- [Job A]:
Answer these questions using the BeautifulSoup post.
(i) What does the function get_team_table take in?
(ii) To which list is the function's output appended?
(iii) Where should each title list item come, relative to the tr list items?
- [Job B]: Carry on the BeautifulSoup post from its final line.

- [Selection]:
Issue
I have the following function that takes in a url and finds the first table and its rows (tr
):
def get_team_table(url):
page = urlopen(url)
soup = BeautifulSoup(page, 'lxml')
data_rows = [row for row in soup.find("table", "datatable").find_all("tr")]
return data_rows
The function is used below to pull the table rows from tables present in each url. links_all
is the list of urls to iterate over, and the output from the function is appended to team_data
.
team_data = []
for link in links_all:
team_data.append(get_team_table(link))
However, I would also like to the pull the title (title
tag) of the table as well. And I would like to have each title
as a list item that comes immediately before each tr
list item. This code doesn't work, but it might make my idea more clear.
def get_team_table(url):
page = urlopen(url)
soup = BeautifulSoup(page, 'lxml')

- [Data records]:
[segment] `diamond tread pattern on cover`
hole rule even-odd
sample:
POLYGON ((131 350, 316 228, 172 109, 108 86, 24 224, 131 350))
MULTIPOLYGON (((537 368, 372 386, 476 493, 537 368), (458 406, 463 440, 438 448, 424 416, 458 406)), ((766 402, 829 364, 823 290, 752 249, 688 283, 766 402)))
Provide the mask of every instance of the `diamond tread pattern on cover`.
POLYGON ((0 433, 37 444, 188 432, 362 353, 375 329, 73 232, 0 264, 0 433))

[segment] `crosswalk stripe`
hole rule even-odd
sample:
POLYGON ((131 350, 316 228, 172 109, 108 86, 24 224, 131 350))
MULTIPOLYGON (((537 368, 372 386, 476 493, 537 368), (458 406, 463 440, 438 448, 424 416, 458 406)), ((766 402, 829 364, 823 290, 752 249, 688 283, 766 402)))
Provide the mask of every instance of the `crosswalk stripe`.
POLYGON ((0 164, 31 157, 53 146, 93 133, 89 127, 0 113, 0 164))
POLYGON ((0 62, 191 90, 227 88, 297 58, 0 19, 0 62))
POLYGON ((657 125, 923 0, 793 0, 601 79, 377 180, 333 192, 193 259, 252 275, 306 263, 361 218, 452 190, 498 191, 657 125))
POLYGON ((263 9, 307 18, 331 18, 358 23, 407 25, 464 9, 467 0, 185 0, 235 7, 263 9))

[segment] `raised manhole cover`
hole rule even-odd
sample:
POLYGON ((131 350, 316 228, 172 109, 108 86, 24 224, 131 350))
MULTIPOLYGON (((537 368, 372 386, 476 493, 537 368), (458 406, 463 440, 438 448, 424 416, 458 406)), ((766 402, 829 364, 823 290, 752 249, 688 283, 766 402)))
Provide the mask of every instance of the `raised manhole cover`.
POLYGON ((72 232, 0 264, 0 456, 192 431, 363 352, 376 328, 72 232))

- [Task response A]:
(i) A url.
(ii) team_data.
(iii) Immediately before each tr list item.

- [Task response B]:
table_title = [row for row in soup.find("title")]
return table_title
data_rows = [row for row in soup.find("table", "datatable").find_all("tr")]
return data_rows
Once this is done, I'd like to append each table title to each row of table data. I have code that finds all td
tags and appends to a new list. So is there a way to add onto this so that the table title and table data could be added as a single list item in table_data.
table_data = []
#A nested for loop because inner items of the list are BeautifulSoup Elements
for rows in team_data:
for row in rows:
if soup.find_all("td", class_ = "right xs-hide") is not None:
table_data.append(row.get_text())
An example of a single list item looks like this:
\nPeterson\nPatrick Peterson\n\nCB\n$12,050,000\n-\n$250,000\n-\n$250,000\n$634,588\n-\n($13,184,588)\n$13,184,588 \n6.71\n
But I'm hoping with the additional of the table title, that the result would look like:
\nArizona Cardinals 2020 Salary Cap\nPeterson\nPatrick Peterson\n\nCB\n$12,050,000\n-\n$250,000\n-\n$250,000\n$634,588\n-\n($13,184,588)\n$13,184,588 \n6.71\n
Solution
If I understand you correctly, you can read the table title with .find_previous()
method:
url = "https://www.spotrac.com/nfl/arizona-cardinals/cap/2020/"
soup = BeautifulSoup(requests.get(url).content, "html.parser")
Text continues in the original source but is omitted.